▸ **TASK BRIEF**:
Extend the mailing-list post about the DAG combiner commit, picking up right after its final line.

[llvm-commits] [llvm] r162956 - in /llvm/trunk: lib/CodeGen/SelectionDAG/DAGCombiner.cpp test/CodeGen/X86/fp-fast.ll
Hal Finkel
hfinkel at anl.gov
Thu Aug 30 16:55:35 PDT 2012
On Thu, 30 Aug 2012 23:35:16 -0000
Owen Anderson <resistor at mac.com> wrote:
> Author: resistor
> Date: Thu Aug 30 18:35:16 2012
> New Revision: 162956
>
> URL: http://llvm.org/viewvc/llvm-project?rev=162956&view=rev
> Log:
> Teach the DAG combiner to turn chains of FADDs (x+x+x+x+...) into
> FMULs by constants. This is only enabled in unsafe FP math mode,
> since it does not preserve rounding effects for all such constants.

▸ **LISTED RECORDS**:
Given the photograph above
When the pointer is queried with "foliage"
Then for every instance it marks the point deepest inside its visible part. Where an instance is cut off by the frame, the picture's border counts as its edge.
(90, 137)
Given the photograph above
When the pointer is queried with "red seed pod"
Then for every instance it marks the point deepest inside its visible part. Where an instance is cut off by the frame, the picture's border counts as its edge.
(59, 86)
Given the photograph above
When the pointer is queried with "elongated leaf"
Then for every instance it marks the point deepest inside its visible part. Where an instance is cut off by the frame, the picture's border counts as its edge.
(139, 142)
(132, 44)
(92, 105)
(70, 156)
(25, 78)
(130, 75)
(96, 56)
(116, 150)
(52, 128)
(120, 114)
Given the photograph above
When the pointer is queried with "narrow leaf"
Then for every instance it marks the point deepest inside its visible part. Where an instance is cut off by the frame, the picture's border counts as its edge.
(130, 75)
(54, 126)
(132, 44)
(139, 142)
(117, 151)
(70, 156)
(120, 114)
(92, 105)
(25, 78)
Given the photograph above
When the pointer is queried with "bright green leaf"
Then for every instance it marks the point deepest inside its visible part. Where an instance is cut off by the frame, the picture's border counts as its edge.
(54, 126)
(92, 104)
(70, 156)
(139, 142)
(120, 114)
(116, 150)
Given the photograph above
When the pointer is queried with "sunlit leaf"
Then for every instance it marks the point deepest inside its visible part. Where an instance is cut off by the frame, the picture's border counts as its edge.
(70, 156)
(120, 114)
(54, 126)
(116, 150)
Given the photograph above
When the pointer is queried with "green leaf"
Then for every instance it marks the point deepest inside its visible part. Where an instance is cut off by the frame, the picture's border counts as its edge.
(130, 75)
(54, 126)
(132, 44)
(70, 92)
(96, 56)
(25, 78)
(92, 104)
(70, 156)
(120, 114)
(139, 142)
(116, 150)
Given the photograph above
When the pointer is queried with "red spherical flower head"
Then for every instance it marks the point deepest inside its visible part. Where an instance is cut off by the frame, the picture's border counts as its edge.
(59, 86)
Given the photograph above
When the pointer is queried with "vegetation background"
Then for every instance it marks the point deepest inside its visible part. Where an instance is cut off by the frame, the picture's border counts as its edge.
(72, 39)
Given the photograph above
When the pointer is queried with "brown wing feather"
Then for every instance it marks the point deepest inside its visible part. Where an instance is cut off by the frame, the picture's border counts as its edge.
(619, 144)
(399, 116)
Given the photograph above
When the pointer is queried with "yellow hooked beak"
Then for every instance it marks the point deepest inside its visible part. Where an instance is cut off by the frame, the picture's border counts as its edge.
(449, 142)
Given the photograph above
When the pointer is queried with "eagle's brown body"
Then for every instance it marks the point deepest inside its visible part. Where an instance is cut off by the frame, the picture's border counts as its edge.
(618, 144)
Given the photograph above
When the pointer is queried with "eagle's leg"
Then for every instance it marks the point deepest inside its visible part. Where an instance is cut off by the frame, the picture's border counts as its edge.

▸ **ANSWER BELOW**:
Are there some constants for which this always is safe (powers of two?)?
-Hal
>
> Added:
> llvm/trunk/test/CodeGen/X86/fp-fast.ll
> Modified:
> llvm/trunk/lib/CodeGen/SelectionDAG/DAGCombiner.cpp
>
> Modified: llvm/trunk/lib/CodeGen/SelectionDAG/DAGCombiner.cpp
> URL:
> http://llvm.org/viewvc/llvm-project/llvm/trunk/lib/CodeGen/SelectionDAG/DAGCombiner.cpp?rev=162956&r1=162955&r2=162956&view=diff
> ==============================================================================
> --- llvm/trunk/lib/CodeGen/SelectionDAG/DAGCombiner.cpp (original)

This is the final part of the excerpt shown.